■ SOURCE TEXT ■
━━━━━━━━━━
Integrating with Sanity CMS

With the product data now validated and enriched, it was time to push everything into Sanity CMS. I used the Sanity client’s .createIfNotExists() method to create product records only if they didn’t already exist. This method helped me avoid creating duplicates and ensured that I was always working with the most up-to-date product information.

const sanityClient = require('@sanity/client')

const client = sanityClient({
  projectId: 'your-project-id',
  dataset: 'production',
  token: 'your-token',
  useCdn: true
})

async function createProductInSanity(product) {
  try {
    // there were a lot more fields but you get idea
    await client.createIfNotExists({
      name: product.name,
      productDescription: product.description,
      productImage: product.image
    })
  } catch (error) {
    console.error('Error creating product in Sanity:', error)
  }
}

However, I needed to make sure the Sanity mutations didn’t overload the server with too many requests. To address this, I used p-limit, a small library that limits the number of concurrent promises, ensuring I didn’t hit the rate limits.
━━━━━━━━━━
■ MATERIAL SHOWN ■
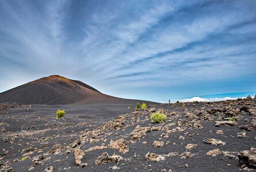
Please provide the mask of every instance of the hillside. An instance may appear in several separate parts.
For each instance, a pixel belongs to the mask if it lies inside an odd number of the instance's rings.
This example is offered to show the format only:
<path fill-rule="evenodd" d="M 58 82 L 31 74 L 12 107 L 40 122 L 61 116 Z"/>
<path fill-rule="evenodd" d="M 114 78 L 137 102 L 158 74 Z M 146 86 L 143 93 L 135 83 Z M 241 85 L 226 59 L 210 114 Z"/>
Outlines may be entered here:
<path fill-rule="evenodd" d="M 25 104 L 67 104 L 135 101 L 103 94 L 80 81 L 51 75 L 0 93 L 0 103 Z"/>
━━━━━━━━━━
■ CHALLENGE ■
Carry on the Sanity CMS integration text, starting right after its last sentence. The lines above are separate material, unrelated to the Sanity CMS integration text.

■ RESULT ■
const pLimit = require('p-limit')
const limit = pLimit(5) // Limit to 5 concurrent requests

const productPromises = products.map((product) =>
  limit(() => createProductInSanity(product))
)

await Promise.all(productPromises)

Sanity CMS

To make the process smoother for the client—the final user—I created a couple of Sanity Actions to streamline product management. One of these actions allows for manual scraping directly within the product document in Sanity CMS.

export function findInfo(context) {
  const client = context.getClient({ apiVersion: '2022-11-29' })

  const asyncFindInfo = (props) => {
    const { published, draft } = props
    // in case the product is not published
    const slug = draft ? draft.slug : published ? published.slug : null

    return {
      label: 'Buscar Información',
      onHandle: async () => {
        try {
          if (!slug) {
            toast.error('Error: you must have a slug') // toast from sooner ❤
            return
          }

          const product = await fetch(
            `https://cors-anywhere.herokuapp.com/https://apple.com/${slug.current}/` // just kidding, ist not apple 🤣
          )

          await createProductInSanity(product)
        } catch (error) {
          toast.error('Error with scraping process')
        }
      }
    }
  }

  return asyncFindInfo
}

Integrating with Sanity CMS was simple and straightforward, making it easy to structure and manage the imported product data efficiently.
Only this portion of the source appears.